▶ [Opdracht]: Schrijf alleen de regels van de gegevens opnieuw uit, vanaf het begin tot en met de regel met "x=133, y=99", en neem de verzoeken en hun voorbeeldwaarden ongewijzigd over. Schaal daarbij elke coördinaat in de antwoorden met factor 0,6 en rond af op hele getallen, waarbij een half naar boven gaat.

▶ [Gegevens]:
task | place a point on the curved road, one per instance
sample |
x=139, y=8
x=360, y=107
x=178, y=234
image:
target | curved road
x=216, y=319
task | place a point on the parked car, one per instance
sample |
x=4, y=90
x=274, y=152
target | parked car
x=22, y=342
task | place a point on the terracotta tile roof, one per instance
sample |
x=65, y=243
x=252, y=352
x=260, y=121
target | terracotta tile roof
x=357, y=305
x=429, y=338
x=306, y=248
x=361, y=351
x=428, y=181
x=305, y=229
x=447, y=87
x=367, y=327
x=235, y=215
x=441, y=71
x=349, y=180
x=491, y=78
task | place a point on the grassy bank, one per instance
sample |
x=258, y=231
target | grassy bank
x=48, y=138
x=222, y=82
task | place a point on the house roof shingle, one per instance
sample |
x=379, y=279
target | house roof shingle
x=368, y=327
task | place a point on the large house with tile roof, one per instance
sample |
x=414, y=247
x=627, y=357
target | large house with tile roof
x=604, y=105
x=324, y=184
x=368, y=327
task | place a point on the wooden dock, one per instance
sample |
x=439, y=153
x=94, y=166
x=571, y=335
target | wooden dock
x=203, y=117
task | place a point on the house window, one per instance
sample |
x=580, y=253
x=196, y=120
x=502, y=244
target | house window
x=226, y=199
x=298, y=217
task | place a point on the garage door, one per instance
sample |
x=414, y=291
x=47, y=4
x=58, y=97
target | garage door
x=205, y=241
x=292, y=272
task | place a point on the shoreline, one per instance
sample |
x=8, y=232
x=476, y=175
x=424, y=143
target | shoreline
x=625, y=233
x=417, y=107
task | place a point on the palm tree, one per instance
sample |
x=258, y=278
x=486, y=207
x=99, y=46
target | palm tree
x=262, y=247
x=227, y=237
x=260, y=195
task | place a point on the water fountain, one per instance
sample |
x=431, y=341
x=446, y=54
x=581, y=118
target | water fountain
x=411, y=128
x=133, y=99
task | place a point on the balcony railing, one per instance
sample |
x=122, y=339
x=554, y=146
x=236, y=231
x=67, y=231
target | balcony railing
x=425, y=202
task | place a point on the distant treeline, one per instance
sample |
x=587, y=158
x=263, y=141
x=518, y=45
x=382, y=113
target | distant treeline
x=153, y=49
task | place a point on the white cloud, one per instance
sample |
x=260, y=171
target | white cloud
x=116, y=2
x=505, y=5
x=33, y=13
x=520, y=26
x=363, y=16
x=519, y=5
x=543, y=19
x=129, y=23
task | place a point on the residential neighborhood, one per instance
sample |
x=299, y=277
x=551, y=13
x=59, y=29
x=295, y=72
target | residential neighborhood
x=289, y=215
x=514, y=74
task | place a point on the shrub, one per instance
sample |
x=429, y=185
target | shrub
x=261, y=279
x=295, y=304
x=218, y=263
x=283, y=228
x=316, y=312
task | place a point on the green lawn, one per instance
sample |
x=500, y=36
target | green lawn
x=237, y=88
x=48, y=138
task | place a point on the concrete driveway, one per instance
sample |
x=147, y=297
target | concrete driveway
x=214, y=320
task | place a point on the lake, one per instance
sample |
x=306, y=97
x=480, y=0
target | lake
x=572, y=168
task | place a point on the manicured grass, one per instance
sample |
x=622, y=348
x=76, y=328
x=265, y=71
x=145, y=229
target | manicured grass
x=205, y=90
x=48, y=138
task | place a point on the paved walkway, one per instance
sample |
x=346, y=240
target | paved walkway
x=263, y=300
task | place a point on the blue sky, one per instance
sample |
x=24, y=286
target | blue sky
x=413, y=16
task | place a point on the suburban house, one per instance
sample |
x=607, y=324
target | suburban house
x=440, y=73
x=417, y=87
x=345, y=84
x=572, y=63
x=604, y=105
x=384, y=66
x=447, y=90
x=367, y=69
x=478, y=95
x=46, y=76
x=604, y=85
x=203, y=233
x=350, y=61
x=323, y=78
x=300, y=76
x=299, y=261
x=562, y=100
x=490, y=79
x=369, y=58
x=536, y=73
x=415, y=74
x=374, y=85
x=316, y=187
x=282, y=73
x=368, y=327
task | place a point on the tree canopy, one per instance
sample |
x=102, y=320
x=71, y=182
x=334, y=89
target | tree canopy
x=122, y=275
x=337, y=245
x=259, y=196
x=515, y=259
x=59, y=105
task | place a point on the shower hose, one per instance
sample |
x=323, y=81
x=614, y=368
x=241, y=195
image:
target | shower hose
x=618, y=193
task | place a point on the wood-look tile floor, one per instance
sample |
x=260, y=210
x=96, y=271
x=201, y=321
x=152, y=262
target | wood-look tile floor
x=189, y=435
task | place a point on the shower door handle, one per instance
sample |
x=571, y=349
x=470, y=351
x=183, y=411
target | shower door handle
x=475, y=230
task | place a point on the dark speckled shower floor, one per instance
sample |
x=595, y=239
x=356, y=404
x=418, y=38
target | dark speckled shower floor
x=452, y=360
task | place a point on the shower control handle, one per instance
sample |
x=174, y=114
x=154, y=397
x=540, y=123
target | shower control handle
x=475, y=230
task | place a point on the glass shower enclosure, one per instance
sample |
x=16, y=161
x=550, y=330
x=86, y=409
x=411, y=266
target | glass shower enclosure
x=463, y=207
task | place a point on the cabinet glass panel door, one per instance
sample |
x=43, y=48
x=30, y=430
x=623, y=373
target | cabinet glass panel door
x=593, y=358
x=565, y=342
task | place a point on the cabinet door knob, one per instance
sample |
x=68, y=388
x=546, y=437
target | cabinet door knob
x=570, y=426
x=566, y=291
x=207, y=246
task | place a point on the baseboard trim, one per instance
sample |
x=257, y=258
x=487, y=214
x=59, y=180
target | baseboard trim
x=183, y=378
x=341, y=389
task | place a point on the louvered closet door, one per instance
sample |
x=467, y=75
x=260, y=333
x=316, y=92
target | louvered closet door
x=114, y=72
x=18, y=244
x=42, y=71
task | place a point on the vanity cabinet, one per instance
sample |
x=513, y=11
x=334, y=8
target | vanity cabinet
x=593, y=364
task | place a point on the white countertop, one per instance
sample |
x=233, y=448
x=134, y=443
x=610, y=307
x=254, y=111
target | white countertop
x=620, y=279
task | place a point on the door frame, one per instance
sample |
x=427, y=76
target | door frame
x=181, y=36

▶ [Schriftelijk antwoord]:
task | place a point on the curved road, one per instance
sample |
x=139, y=8
x=360, y=107
x=178, y=234
image:
target | curved road
x=130, y=191
task | place a point on the parked car, one per instance
sample |
x=4, y=90
x=274, y=152
target | parked car
x=13, y=205
task | place a point on the terracotta tile roof, one per instance
sample |
x=65, y=243
x=252, y=352
x=260, y=121
target | terracotta tile roof
x=214, y=183
x=257, y=203
x=184, y=149
x=217, y=211
x=257, y=109
x=183, y=137
x=268, y=52
x=220, y=196
x=141, y=129
x=265, y=43
x=209, y=108
x=295, y=47
task | place a point on the grassy bank, one per instance
sample |
x=258, y=231
target | grassy bank
x=29, y=83
x=133, y=49
task | place a point on the house roof shingle, one per instance
sample |
x=379, y=279
target | house roof shingle
x=221, y=196
task | place a point on the large house with tile roof, one per instance
sample |
x=414, y=247
x=627, y=357
target | large house with tile roof
x=362, y=63
x=194, y=110
x=221, y=196
task | place a point on the wooden dock, one per instance
sample |
x=439, y=153
x=94, y=166
x=571, y=335
target | wooden dock
x=122, y=70
task | place a point on the house window, one per instance
sample |
x=580, y=253
x=196, y=120
x=502, y=244
target | house window
x=136, y=119
x=179, y=130
task | place a point on the garage door, one per instance
sample |
x=414, y=291
x=47, y=4
x=58, y=97
target | garage door
x=123, y=145
x=175, y=163
task | place a point on the shoreline, one per instance
sample |
x=8, y=232
x=476, y=175
x=424, y=143
target | shoreline
x=375, y=140
x=250, y=64
task | place a point on the palm tree, one per instance
sample |
x=258, y=278
x=486, y=207
x=99, y=46
target | palm tree
x=157, y=148
x=136, y=142
x=156, y=117
task | place a point on the water fountain, one per instance
sample |
x=431, y=341
x=446, y=54
x=581, y=118
target | water fountain
x=247, y=77
x=80, y=59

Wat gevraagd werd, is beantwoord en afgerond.